Job = Condense the abstract on authorial and external voice in popular science books into three sentences.

Provided text =

Design/methodology/approach
The study uses a mixed-method approach to analyze how authorial and external voice is represented through the lexico-grammatical resources from a 93,078-word corpus extracted from various popular science book writings. The authorial and external voice is analyzed by the UAM CorpusTool3.
Findings
The results suggest significant differences between hard and soft disciplines, suggesting that popular science book writings employ discipline-specific lexico-grammatical phrases appropriate to projecting both the authorial voice and that of the external one. The scalability of projecting authorial and external voices seems to depend on whether the topic belongs to a hard or soft discipline. Hard science disciplines tend to insert their voices assertively, while more authors of soft science disciplines tend to treat the proposition in a spectrum of possibilities and give more affordances to the external voice with which they interact.
Research limitations/implications
Part of this analysis was to interpret the analyzed popular science corpus in the context of writing pedagogy and realize this interpretation within the most recently reported state on scientific writing in Saudi higher education. The literature presently shows a scarcity of English writing programs across Saudi universities. Not all programs have made it mundane to teach scientific writing to (post)graduate students from various scientific disciplines. Designing long-term scientific writing programs is of utmost importance to tackle the writing difficulties, as reported by researchers such as Al-Harbi (2021), who also train students to develop audience-oriented writing skills.
Practical implications
Integrating popular science text in scientific writing programs should be in the early stages and should not remain constant throughout the duration of the course because it is meant as a timely intervention to help (post)graduate students cross over from one genre to the scientific writing genre. It should ideally provide them with the ability to shift the orientation of their writing, accordingly, making them, for example, mindful of the targeted reader. Depending on the type of reader, whether an expert or otherwise, the student-constructed discourse should naturally align with the conventions and the discourse of the discipline.
Originality/value
In multiple reports within the literature, Saudi university students face writing difficulties not only at the undergraduate level but also at the (post)graduate level. Reportedly, they are marred by the lack of communicative, rhetorical function and discourse knowledge, along with linguistic issues in employing appropriate hedging or conjugating a justification for a claim while constructing an academic discourse. Therefore, this study brings an analysis of popular science books and interprets them in light of their viability as teaching materials, in the hope that they diversify the EAP content, ameliorate the writing deficiencies and elicit audience-oriented writing and thinking skills.

Information provided =
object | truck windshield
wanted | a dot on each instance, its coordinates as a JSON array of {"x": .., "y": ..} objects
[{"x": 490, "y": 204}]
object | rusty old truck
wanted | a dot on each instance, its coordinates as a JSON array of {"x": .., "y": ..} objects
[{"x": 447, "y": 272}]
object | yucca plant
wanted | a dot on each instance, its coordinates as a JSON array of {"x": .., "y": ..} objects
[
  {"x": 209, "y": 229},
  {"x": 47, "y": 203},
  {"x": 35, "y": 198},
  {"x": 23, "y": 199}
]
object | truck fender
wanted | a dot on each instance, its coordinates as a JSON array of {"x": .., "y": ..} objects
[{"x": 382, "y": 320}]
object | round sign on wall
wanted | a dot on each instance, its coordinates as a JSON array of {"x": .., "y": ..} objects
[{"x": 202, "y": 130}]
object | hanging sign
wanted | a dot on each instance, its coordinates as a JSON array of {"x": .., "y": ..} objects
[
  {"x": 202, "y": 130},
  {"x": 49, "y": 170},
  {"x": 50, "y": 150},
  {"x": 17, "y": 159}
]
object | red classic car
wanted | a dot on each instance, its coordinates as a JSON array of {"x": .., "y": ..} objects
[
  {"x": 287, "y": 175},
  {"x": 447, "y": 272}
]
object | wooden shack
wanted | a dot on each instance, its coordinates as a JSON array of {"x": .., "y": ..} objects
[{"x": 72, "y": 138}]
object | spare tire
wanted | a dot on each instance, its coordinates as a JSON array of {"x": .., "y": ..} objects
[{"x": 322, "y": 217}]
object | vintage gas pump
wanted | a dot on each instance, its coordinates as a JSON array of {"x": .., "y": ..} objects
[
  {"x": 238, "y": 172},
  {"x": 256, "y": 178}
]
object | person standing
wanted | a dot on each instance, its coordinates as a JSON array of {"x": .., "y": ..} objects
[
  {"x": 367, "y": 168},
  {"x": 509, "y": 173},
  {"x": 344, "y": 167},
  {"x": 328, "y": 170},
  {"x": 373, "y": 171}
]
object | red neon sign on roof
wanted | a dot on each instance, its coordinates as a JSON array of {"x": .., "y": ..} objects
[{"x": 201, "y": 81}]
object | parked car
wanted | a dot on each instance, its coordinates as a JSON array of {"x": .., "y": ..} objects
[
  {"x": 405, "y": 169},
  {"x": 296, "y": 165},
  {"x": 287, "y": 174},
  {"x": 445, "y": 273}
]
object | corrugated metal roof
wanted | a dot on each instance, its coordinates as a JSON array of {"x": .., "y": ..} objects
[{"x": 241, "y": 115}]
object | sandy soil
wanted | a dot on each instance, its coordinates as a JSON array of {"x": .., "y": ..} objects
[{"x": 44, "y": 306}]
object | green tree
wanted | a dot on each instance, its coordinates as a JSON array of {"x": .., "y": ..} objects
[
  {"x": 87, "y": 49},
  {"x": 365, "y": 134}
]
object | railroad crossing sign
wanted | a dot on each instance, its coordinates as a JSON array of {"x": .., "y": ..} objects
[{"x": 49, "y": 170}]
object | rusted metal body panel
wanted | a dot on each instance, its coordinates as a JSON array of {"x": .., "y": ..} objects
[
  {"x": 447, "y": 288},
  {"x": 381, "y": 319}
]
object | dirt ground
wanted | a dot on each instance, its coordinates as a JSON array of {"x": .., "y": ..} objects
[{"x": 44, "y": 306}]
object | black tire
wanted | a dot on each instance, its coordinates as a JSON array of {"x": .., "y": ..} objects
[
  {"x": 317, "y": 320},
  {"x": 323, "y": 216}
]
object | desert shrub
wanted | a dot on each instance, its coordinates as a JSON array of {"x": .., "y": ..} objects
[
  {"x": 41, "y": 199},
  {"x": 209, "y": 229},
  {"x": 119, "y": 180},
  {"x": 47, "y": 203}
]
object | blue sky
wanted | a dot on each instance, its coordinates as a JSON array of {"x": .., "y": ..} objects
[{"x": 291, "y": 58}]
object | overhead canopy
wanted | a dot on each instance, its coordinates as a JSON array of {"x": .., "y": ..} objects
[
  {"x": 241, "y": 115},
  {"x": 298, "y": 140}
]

Response = Using a mixed-method approach and UAM CorpusTool3, the study analyzes how authorial and external voice is represented through lexico-grammatical resources in a 93,078-word corpus of popular science book writings. It finds significant differences between hard and soft disciplines: hard science authors tend to insert their voices assertively, while soft science authors more often treat propositions as a spectrum of possibilities and give more room to the external voice. Because Saudi university students reportedly face writing difficulties at both undergraduate and (post)graduate levels, the study interprets these books as possible teaching materials and recommends introducing popular science texts early in scientific writing programs to help students shift their writing toward the targeted reader.